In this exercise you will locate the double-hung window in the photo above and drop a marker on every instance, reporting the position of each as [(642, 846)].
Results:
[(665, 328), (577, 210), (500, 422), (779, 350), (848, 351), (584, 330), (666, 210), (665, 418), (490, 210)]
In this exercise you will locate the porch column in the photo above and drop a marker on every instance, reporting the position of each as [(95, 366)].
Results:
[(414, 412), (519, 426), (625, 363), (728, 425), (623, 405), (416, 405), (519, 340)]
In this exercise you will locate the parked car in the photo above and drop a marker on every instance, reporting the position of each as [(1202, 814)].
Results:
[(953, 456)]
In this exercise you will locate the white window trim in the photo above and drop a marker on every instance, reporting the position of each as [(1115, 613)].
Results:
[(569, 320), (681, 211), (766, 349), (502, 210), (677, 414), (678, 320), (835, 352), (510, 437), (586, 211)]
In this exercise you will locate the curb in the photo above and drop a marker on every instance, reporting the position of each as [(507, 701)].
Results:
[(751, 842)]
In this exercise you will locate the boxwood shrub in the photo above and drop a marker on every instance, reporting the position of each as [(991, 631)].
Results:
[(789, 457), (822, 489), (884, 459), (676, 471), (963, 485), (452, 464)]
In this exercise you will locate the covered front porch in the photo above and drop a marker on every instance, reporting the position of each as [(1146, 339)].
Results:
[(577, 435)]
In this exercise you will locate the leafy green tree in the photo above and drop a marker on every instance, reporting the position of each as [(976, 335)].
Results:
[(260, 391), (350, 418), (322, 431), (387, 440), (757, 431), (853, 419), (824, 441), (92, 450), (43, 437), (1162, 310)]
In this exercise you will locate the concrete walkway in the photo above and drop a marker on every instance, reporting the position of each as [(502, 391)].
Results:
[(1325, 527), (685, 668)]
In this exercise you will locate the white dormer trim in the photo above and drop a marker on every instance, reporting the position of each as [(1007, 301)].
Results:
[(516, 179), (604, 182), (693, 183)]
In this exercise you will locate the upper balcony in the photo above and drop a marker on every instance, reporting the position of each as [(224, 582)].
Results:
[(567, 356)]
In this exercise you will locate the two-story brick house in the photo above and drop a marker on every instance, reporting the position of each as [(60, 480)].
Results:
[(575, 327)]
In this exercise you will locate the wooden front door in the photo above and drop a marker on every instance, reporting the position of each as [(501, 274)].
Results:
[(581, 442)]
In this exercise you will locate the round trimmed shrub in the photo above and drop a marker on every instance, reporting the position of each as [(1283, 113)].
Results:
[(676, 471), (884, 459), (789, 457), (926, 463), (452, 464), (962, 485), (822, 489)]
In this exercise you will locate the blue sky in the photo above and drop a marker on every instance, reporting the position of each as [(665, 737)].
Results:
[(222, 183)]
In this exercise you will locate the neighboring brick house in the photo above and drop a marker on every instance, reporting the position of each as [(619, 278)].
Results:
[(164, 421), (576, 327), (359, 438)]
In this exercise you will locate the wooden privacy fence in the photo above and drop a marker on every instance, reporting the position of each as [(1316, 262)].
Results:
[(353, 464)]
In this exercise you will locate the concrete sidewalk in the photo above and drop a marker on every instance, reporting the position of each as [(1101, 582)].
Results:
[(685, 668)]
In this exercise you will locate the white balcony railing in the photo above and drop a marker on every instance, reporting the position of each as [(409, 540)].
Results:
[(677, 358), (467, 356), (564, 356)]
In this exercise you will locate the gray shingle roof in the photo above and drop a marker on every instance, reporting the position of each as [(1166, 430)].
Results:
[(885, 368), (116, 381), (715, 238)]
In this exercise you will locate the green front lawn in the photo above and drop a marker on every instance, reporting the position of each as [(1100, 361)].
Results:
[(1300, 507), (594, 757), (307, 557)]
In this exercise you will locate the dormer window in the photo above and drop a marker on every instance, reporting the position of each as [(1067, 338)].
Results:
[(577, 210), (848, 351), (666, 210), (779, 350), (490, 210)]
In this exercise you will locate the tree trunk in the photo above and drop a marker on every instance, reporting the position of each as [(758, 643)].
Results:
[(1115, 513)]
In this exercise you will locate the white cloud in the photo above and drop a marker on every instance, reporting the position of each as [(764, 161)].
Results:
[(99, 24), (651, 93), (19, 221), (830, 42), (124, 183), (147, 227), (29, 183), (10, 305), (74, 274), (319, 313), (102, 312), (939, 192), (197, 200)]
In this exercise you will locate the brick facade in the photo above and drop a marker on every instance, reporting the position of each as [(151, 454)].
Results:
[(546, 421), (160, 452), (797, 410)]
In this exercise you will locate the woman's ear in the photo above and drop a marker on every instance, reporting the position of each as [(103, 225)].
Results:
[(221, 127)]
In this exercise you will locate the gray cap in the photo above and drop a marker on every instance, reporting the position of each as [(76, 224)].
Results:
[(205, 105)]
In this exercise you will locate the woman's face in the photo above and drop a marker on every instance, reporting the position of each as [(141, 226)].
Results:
______
## [INSTRUCTIONS TO FOLLOW]
Go through the data and copy every line that includes "shrub".

## [PROBLEM SOLUTION]
In this exercise you will locate the boxwood shrub in the photo above and drop a marker on every instance, reporting the position of each as [(991, 631)].
In this exercise you will locate the round trimmed shrub in the photo above and drop a marker on every instance, reporting the position of each as [(1283, 113)].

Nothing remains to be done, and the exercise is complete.